TEXT SECTION:
== Segment start ==

Former University of Notre Dame Linebacker is sweet talking his way out of lime-light
A little over three months ago, University of Notre Dame linebacker Manti Te’o was the sweetheart of America: while warming our hearts off the field, Te’o was bruising ribs on the field with his stellar performances and a knack for finding the football at crucial moments of the game.
A potential Heisman Trophy winner, Te’o was looking to make history as the first strictly defensive player in NCAA Football history to take home the prestigious award.
And with the tragic passing of his late grandmother and long-time girlfriend Lennay Kekua during the regular season, Te’o was sure to have extra support from Heisman voters to secure his spot among the collegiate greats.
Te’o has been in the public eye dating back to his days in high school. A Butkus Award winner in his senior year, Manti has been fighting the proverbial devil on his shoulder since he was 17 years of age.
In 2009, Te’o enrolled at Notre Dame, where he quickly made a name for himself as a tenacious linebacker with great coverage skills, knowledge of the game, and the always important intangibles that a superstar athlete must have to make it to the next level.
All throughout his collegiate career, he remained drama free. Being the big man on campus, he had his pick of the litter when it came to females, but we heard of no dirty laundry. Boosters were all over him, offering money, cars, and clothes, but we heard of no sanctions against him or Notre Dame. He kept his nose clean. He’s a stand-up guy, right?

== Segment end ==

Records from a collection:
== Segment start ==

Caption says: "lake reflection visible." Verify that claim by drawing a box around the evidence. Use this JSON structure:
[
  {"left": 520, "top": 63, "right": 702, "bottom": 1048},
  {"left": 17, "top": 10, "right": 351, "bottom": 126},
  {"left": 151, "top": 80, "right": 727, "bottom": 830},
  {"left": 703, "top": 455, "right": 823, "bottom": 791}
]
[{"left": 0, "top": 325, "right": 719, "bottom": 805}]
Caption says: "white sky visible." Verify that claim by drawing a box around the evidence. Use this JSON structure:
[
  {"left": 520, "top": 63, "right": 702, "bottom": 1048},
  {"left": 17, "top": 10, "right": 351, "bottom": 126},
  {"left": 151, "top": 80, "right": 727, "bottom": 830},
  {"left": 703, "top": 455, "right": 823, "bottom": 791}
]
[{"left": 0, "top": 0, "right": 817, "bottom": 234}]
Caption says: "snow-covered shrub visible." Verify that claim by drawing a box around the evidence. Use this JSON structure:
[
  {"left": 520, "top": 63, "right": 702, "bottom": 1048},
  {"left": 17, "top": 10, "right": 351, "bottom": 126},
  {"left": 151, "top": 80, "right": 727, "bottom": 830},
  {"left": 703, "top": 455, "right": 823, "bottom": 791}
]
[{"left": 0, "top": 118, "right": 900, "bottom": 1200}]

== Segment end ==

PROBLEM 1:
Repeat the article about Manti Te'o from "A potential Heisman" up to and including "years of age.".
PROBLEM 2:
Carry on the article about Manti Te'o from the point where it stops.
The records are separate from the article about Manti Te'o.

ANSWER SPACE 1:
A potential Heisman Trophy winner, Te’o was looking to make history as the first strictly defensive player in NCAA Football history to take home the prestigious award.
And with the tragic passing of his late grandmother and long-time girlfriend Lennay Kekua during the regular season, Te’o was sure to have extra support from Heisman voters to secure his spot among the collegiate greats.
Te’o has been in the public eye dating back to his days in high school. A Butkus Award winner in his senior year, Manti has been fighting the proverbial devil on his shoulder since he was 17 years of age.

ANSWER SPACE 2:
All of the above in regards to Te’o’s season is true, with one glaring exception: Lennay Kekua. We all know the story by now: Te’o was duped by a sick, twisted mind in Ronaiah Tuiasosopo and had been so naïve that he was “catfished.”
If you believe that the sweetheart from South Bend was duped and manipulated by such an evil person, maybe the rest of this article isn’t for you.
Tell me, how is a 23 year old man, with millions upon millions of dollars coming his way in April, with all the aforementioned things going on around him in high school and in college, simply naïve enough to be “catfished?”
He supposedly had known Kekua since a game Notre Dame played at Stanford in 2009. Three years, really? Reports said for three years Te’o and Kekua knew each other and yet Te’o never once questioned why they hadn’t ever met in person or questioned himself when feelings started to surface?
He said in an interview with Yahoo’s Gene Wojciechowski that Kekua was the “love of his life,” but it was widely known that he “dated” girls around campus at Notre Dame.
Reports say that Te’o received the phone call saying that Kekua was, in fact, not real and had never existed on December 6, 2012. On December 8, 2012, Te’o was on national television at the Heisman presentation being interviewed by ESPN’s Chris Fowler and continued to talk about her passing.
According to the Deadspin.com report on the hoax, Ronaiah Tuiasosopo and Te’o have known each other dating back to Te’o’s time in Hawaii, but Te’o was duped by his one-time friend and two of Tuiasosopo’s accomplices.
Tuiasosopo’s lawyer, Milton Grimes, has stated that Tuiasosopo was impersonating the voice of Lennay Kekua on the phone with Te’o, to whom he’s had over 1,000 phone calls. Yet ESPN now reports that it was the female cousin of Tuiasosopo, Tino, which was the voice behind Kekua.
Why would Tuiasosopo try to take the rap by himself? To protect his family? Or to protect the integrity of his friend, Manti Te’o.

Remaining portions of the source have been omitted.